>> Start Passage shown

Same with the drying - that puppy clearly loves being held by Pam!

Kind of mesmerizing to watch.

Janet


----------



## Jeanniek (Mar 20, 2018)

That video IS very calming! What a great video! Thanks for sharing. Though I’ve been bathing Zumba almost 2 years now, I saw a couple of things I want to try in our bathing routine.

And I love the new name of the puppy!!


----------



## Mikki (May 6, 2018)

Nice video. That's a pretty darn big sink, for an ordinary sink size. I have an extra large sink in the kitchen but it doesn't work very well. I've been wan to to buy a dog bath tub since I need to occasionally bath Patti.


----------



## Mikki (May 6, 2018)

ShamaMama said:


> *Adorable! Shama watched the video too. She was barking the whole time! *
> 
> Shama barks at animals on the TV, and she barks at videos of animals on the computer. She also barks at still photos of Havanese on the computer, even when the photos are of her! (One of these days, we're really going to start working on Shama's barking. I did just watch the four Kikopup barking videos today ...)
> 
> Thanks again for everything you do to educate the owners of darling Havanese!

>> End Passage shown

> _The request_: Please print the dog-bathing thread word for word, starting at "That video IS" and ending at "our bathing routine.".

>> Start Source excerpt

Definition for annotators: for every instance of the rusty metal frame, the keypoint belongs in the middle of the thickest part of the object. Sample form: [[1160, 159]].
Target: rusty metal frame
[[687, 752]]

>> End Source excerpt

> _Exercise result_:
That video IS very calming! What a great video! Thanks for sharing. Though I’ve been bathing Zumba almost 2 years now, I saw a couple of things I want to try in our bathing routine.